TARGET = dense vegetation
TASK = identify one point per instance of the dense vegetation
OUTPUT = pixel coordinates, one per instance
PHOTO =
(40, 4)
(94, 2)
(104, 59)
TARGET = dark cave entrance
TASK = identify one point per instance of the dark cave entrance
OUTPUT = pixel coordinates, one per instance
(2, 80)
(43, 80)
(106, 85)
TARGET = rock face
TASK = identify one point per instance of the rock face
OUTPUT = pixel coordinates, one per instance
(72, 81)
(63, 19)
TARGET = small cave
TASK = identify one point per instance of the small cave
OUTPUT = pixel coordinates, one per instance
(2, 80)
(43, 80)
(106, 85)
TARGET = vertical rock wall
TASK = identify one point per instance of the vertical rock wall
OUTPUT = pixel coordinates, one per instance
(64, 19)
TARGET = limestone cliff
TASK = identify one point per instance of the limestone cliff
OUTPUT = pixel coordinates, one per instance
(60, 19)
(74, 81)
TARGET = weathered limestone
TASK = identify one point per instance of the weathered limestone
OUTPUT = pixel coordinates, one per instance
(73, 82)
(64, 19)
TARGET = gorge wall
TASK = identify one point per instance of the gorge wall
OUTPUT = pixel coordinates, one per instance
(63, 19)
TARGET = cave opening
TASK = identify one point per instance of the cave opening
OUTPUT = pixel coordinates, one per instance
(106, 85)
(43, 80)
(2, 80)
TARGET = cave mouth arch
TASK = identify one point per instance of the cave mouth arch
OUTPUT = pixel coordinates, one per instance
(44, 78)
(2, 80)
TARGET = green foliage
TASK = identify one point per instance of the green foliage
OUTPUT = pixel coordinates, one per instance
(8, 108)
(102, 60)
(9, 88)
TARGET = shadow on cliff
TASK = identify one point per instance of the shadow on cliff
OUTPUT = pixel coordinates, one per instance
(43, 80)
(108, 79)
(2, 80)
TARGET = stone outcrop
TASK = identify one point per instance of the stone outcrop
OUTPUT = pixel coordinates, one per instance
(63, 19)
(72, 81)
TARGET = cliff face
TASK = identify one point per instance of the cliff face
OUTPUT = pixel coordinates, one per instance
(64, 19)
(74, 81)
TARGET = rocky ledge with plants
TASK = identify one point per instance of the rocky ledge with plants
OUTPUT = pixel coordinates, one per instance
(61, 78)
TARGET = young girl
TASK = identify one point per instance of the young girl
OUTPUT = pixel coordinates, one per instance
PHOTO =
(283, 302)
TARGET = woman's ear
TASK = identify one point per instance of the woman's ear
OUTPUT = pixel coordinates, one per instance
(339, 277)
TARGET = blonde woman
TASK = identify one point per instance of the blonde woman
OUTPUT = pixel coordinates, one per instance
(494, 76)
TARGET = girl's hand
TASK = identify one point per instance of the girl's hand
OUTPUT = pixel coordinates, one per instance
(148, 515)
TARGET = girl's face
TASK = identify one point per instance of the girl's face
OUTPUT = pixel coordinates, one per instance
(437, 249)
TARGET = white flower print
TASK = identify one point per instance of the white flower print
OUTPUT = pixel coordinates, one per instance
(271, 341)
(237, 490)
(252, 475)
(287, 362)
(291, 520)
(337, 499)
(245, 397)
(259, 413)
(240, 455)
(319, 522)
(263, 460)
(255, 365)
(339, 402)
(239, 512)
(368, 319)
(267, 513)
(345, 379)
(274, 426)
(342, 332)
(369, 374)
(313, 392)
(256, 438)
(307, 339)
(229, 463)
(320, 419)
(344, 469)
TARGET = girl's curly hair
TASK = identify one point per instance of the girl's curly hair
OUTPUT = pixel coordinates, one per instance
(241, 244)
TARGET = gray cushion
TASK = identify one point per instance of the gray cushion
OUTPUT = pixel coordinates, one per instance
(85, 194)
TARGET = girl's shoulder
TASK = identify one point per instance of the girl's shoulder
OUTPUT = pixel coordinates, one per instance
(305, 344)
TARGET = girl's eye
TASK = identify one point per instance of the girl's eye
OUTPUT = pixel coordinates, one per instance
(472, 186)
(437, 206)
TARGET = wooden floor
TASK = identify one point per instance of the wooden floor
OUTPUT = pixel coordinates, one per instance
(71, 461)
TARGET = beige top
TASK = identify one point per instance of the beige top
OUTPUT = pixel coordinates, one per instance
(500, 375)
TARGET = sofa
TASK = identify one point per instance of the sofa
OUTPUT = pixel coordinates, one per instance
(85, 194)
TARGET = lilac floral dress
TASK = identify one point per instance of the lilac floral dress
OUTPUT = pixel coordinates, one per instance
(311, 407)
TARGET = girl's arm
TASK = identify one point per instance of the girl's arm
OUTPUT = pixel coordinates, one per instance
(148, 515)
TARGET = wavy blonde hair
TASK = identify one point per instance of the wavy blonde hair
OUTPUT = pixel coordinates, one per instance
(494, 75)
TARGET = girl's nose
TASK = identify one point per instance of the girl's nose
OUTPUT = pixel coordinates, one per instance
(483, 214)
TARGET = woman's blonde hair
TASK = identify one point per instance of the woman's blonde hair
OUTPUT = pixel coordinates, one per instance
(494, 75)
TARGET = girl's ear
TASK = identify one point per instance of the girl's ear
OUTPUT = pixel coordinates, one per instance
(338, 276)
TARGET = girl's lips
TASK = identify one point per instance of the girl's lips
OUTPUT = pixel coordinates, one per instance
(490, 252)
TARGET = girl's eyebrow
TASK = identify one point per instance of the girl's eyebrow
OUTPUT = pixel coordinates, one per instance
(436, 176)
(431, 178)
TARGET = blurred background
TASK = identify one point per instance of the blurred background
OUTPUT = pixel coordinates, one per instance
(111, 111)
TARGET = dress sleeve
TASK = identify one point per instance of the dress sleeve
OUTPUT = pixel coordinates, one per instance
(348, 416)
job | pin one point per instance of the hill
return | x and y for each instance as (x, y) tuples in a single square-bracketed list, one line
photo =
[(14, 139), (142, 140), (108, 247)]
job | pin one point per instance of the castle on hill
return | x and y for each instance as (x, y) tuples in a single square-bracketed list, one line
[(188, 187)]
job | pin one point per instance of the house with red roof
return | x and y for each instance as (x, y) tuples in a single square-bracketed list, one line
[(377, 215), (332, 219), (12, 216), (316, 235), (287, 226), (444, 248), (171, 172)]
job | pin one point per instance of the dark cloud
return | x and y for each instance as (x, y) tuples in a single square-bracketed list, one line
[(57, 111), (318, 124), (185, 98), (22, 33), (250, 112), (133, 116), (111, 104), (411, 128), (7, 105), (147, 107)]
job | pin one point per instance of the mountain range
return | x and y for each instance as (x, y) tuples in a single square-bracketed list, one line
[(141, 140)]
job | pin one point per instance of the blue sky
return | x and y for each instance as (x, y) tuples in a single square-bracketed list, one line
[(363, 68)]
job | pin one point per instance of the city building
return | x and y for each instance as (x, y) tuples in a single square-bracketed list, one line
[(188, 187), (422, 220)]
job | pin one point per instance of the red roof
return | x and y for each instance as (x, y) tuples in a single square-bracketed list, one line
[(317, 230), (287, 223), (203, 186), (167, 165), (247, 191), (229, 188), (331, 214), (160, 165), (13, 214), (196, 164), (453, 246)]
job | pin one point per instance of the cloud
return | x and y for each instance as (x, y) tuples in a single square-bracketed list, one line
+ + +
> Work task: The answer must be an exact copy of every record above.

> Answer to the problem:
TARGET = dense vegetation
TASK = identify one point per instance of the dense vegetation
OUTPUT = pixel coordinates, one per instance
PHOTO =
(40, 4)
(94, 2)
(104, 59)
TARGET = dark cave entrance
TASK = identify one point per instance of the dark cave entrance
OUTPUT = pixel coordinates, one per instance
(2, 80)
(43, 80)
(106, 85)
TARGET = rock face
TASK = identify one point per instance of the rock face
OUTPUT = pixel coordinates, one per instance
(72, 81)
(63, 19)
TARGET = small cave
TASK = identify one point per instance of the small cave
OUTPUT = pixel coordinates, one per instance
(2, 80)
(43, 80)
(106, 85)
TARGET = vertical rock wall
TASK = identify one point per instance of the vertical rock wall
OUTPUT = pixel coordinates, one per instance
(64, 19)
TARGET = limestone cliff
TASK = identify one point per instance of the limestone cliff
OUTPUT = pixel coordinates, one per instance
(60, 19)
(74, 81)
TARGET = weathered limestone
TASK = identify one point per instance of the weathered limestone
OUTPUT = pixel coordinates, one per instance
(73, 82)
(64, 19)
TARGET = gorge wall
TASK = identify one point per instance of the gorge wall
OUTPUT = pixel coordinates, one per instance
(63, 19)
TARGET = cave opening
TASK = identify one point per instance of the cave opening
OUTPUT = pixel coordinates, one per instance
(106, 85)
(43, 80)
(2, 80)
TARGET = cave mouth arch
TASK = identify one point per instance of the cave mouth arch
OUTPUT = pixel coordinates, one per instance
(44, 78)
(2, 80)
TARGET = green foliage
TASK = identify one point per instance of the green foliage
OUTPUT = pixel coordinates, one per instance
(8, 108)
(102, 60)
(9, 88)
TARGET = shadow on cliff
TASK = identify one point per instance of the shadow on cliff
OUTPUT = pixel coordinates, one per instance
(43, 80)
(108, 79)
(2, 80)
TARGET = stone outcrop
TASK = identify one point per instance of the stone outcrop
OUTPUT = pixel coordinates, one per instance
(63, 19)
(72, 81)
TARGET = cliff face
TASK = identify one point per instance of the cliff face
OUTPUT = pixel coordinates, one per instance
(64, 19)
(74, 81)
TARGET = rocky ledge with plants
TASK = identify one point per instance of the rocky ledge with plants
OUTPUT = pixel coordinates, one per instance
(61, 78)
TARGET = young girl
TASK = identify one point per instance of the young girl
OUTPUT = pixel coordinates, one per instance
PHOTO =
(283, 302)
TARGET = woman's ear
TASK = identify one point per instance of the woman's ear
OUTPUT = pixel coordinates, one per instance
(339, 277)
TARGET = blonde woman
TASK = identify one point per instance of the blonde woman
OUTPUT = pixel coordinates, one per instance
(494, 76)
TARGET = girl's hand
TASK = identify one point per instance of the girl's hand
OUTPUT = pixel coordinates, one per instance
(148, 515)
TARGET = girl's face
TASK = identify one point per instance of the girl's face
OUTPUT = pixel coordinates, one per instance
(437, 249)
TARGET = white flower print
TASK = identify one point per instance of the white flower print
OUTPUT = pixel coordinates, one per instance
(271, 341)
(237, 490)
(252, 475)
(287, 362)
(291, 520)
(337, 499)
(245, 397)
(259, 413)
(240, 455)
(319, 522)
(263, 460)
(255, 365)
(339, 402)
(239, 512)
(368, 319)
(267, 513)
(345, 379)
(274, 426)
(342, 332)
(369, 374)
(313, 392)
(256, 438)
(307, 339)
(229, 463)
(320, 419)
(344, 469)
TARGET = girl's curly hair
TASK = identify one point per instance of the girl's curly hair
OUTPUT = pixel coordinates, one per instance
(241, 244)
TARGET = gray cushion
TASK = identify one point per instance of the gray cushion
OUTPUT = pixel coordinates, one per instance
(85, 194)
TARGET = girl's shoulder
TASK = identify one point per instance of the girl's shoulder
OUTPUT = pixel coordinates, one per instance
(305, 344)
TARGET = girl's eye
TASK = identify one point per instance of the girl's eye
OUTPUT = pixel coordinates, one per instance
(472, 186)
(437, 206)
TARGET = wooden floor
TASK = identify one point per instance of the wooden floor
OUTPUT = pixel coordinates, one per instance
(71, 461)
TARGET = beige top
TASK = identify one point per instance of the beige top
OUTPUT = pixel coordinates, one per instance
(500, 375)
TARGET = sofa
TASK = identify one point per instance of the sofa
OUTPUT = pixel coordinates, one per instance
(85, 194)
TARGET = lilac floral dress
TASK = identify one point per instance of the lilac floral dress
OUTPUT = pixel coordinates, one per instance
(311, 407)
TARGET = girl's arm
TASK = identify one point per instance of the girl's arm
OUTPUT = pixel coordinates, one per instance
(148, 515)
TARGET = wavy blonde hair
TASK = identify one point per instance of the wavy blonde hair
OUTPUT = pixel coordinates, one per instance
(494, 75)
TARGET = girl's nose
TASK = identify one point per instance of the girl's nose
OUTPUT = pixel coordinates, one per instance
(483, 214)
TARGET = woman's blonde hair
TASK = identify one point per instance of the woman's blonde hair
OUTPUT = pixel coordinates, one per instance
(494, 75)
TARGET = girl's ear
TASK = identify one point per instance of the girl's ear
OUTPUT = pixel coordinates, one per instance
(338, 276)
TARGET = girl's lips
TASK = identify one point per instance of the girl's lips
OUTPUT = pixel coordinates, one per instance
(490, 252)
TARGET = girl's eyebrow
TASK = identify one point per instance of the girl's eyebrow
OUTPUT = pixel coordinates, one per instance
(436, 176)
(431, 178)
TARGET = blurred background
TASK = identify one point per instance of the blurred background
OUTPUT = pixel coordinates, one per instance
(111, 111)
TARGET = dress sleeve
TASK = identify one point per instance of the dress sleeve
OUTPUT = pixel coordinates, one per instance
(348, 416)
job | pin one point per instance of the hill
return | x and y for each instance as (x, y) tuples in a single square-bracketed list, one line
photo =
[(14, 139), (142, 140), (108, 247)]
job | pin one point per instance of the castle on hill
return | x and y for each instance as (x, y) tuples in a single square-bracketed list, one line
[(188, 187)]
job | pin one point per instance of the house with red roof
return | x and y for each instance as (x, y) tuples in a single square-bracketed list, one line
[(377, 215), (332, 219), (12, 216), (316, 235), (287, 226), (444, 248), (171, 172)]
job | pin one point per instance of the dark cloud
return | x and y for each instance as (x, y) tuples in a single square-bracketed list, one line
[(57, 111), (318, 124), (185, 98), (22, 33), (250, 112), (133, 116), (111, 104), (411, 128), (7, 105), (147, 107)]
job | pin one point per instance of the mountain range
return | x and y for each instance as (x, y) tuples in a single square-bracketed list, one line
[(141, 140)]
job | pin one point per instance of the blue sky
return | x and y for each instance as (x, y) tuples in a single square-bracketed list, one line
[(363, 68)]
job | pin one point per instance of the city building
return | x and y for each instance as (x, y) tuples in a single square-bracketed list, one line
[(188, 187), (422, 220)]
job | pin one point per instance of the red roof
return | x and y for each instance as (x, y) tuples in a single square-bracketed list, one line
[(317, 230), (287, 223), (203, 186), (167, 165), (247, 191), (229, 188), (331, 214), (160, 165), (13, 214), (196, 164), (453, 246)]
job | pin one point per instance of the cloud
return | x and y for each instance as (x, y) tuples in a single square-bracketed list, one line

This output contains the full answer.